_EXTRAIT_.
+ + + + +

Comment redonner un peu de couleurs à la ville?? Lorsqu'en 2012, l'architecte Charles-Henri Tachon découvre à Paris (XIVe) la parcelle isolée qu'occupera la résidence sociale à la conception de laquelle il concourt, il résume son impression d'un simple mot : « hostile ». « Coincé entre le périphérique parisien, les voies SNCF de la gare Montparnasse et de monotones résidences des années 60, le futur bâtiment de neuf étages, destiné à accueillir 86 logements, une antenne des Restos du coeur et un centre de formation, s'insérait dans un contexte urbain plutôt triste, se rappelle-t-il. Pour redonner un côté aimable au site, il paraissait intéressant d'y amener de la couleur, et donc de la lumière. Le béton brut gris n'aurait pas arrangé la situation... » C'est ainsi que l'architecte décide que la grille structurelle formant la façade du futur bâtiment serait de couleur bleu clair. « Le bleu n'est pas tranchant comme le rouge, c'est une couleur consensuelle mais qui affirme joyeusement sa présence dans son environnement », justifie-t-il. Pour maintenir la « vérité structurelle » du bâtiment au cours des années, Charles-Henri Tachon souhaitait que le béton soit teinté dans la masse. « Outre son côté lisse, une simple lasure aurait révélé le gris du béton à la première ébréchure », assure l'architecte, qui voulait également que le béton soit coulé en place. « Nous aurions pu opter pour de la préfabrication, mais le rendu final aurait manqué d'unité structurelle, notamment par la multiplication des joints de construction. » L'architecte tenait également à ce que le parement garde une certaine « rusticité », pour mettre en avant le côté « artisanal » du travail des compagnons.
UN PROCESSUS QUALITÉ EXIGEANT
Ces orientations esthétiques claires et fortes ont eu des implications techniques majeures pour l'entreprise de gros oeuvre. « Lorsqu'on coule des structures en béton coloré apparent, il n'y a pas de droit à l'erreur : soit le résultat est parfait, soit nous devons les casser et tout recommencer?! », résume Christian Accorsi, directeur de l'entreprise générale AMT (Wissous, Essonne), en charge des travaux. Le moindre défaut d'homogénéité des teintes ou des raccords entre éléments est en effet visible et ne pardonne pas. Alors, pour éviter les non-conformités, l'entreprise a mis en place un processus qualité sur l'ensemble de la chaîne de production du béton.

+ + + + +

Prolongez l'article sur le béton bleu de la résidence sociale à partir de sa dernière phrase. Le matériel ne joue aucun rôle dans ce travail.

_DONNÉES FOURNIES_.
+ + + + +

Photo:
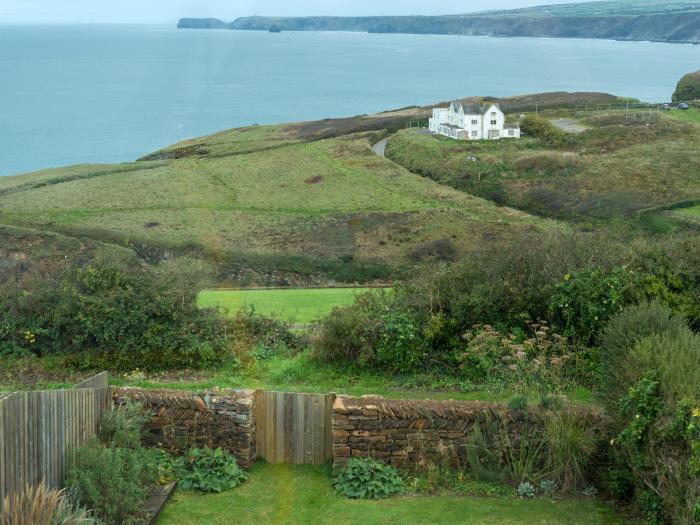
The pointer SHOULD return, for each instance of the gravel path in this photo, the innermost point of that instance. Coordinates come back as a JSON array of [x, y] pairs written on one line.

+ + + + +

_RÉSULTAT OBTENU_.
« Tout a commencé dans le laboratoire de notre fournisseur Cemex, commente Christian Accorsi. En lien avec l'architecte, de nombreux allers-retours ont été nécessaires pour trouver la formulation et le dosage optimal en pigments de cobalt bleu. » Au démarrage, des essais ont été réalisés en mélangeant les pigments avec du ciment gris additionné de cendres claires. « Mais le résultat n'était pas satisfaisant, la teinte virait au bleu grisâtre », se souvient Christian Accorsi. Le choix s'oriente alors vers un ciment blanc, dont la clarté permet d'obtenir un bleu à la fois intense et peu saturé. Finalement, c'est un béton de ciment blanc, de consistance fluide (S4) mais pas autoplaçant, comprenant 6 kg de pigment au m3, qui a été retenu. Malgré les surcoûts induits par le choix de pigments de cobalt - rarement utilisés et relativement chers - et du ciment blanc, plus onéreux qu'un classique clinker, Charles-Henri Tachon l'assure : « Nous avons su rester dans l'enveloppe financière allouée par la RIVP1), notre maître d'ouvrage. »
Une fois la formule de béton adoptée, il s'agissait de la fabriquer dans la centrale à béton. « Afin de s'adapter à nos contraintes, le bétonneur devait stopper sa production quotidienne pour procéder au lavage intégral de ses malaxeurs et de ses toupies, avant de démarrer la production du béton bleu. Pour assurer la régularité du dosage, nous avions mis au point des 'dosettes' de 2 kg qu'il suffisait d'ajouter en nombre suffisant dans le malaxeur », décrit Christian Accorsi. Enfin, pour que la perturbation induite par cette rupture de charge soit minimale pour le bétonneur, la production de béton bleu était programmée entre 12 et 14 heures, la livraison sur chantier étant assurée dans la foulée par un camion toupie dédié.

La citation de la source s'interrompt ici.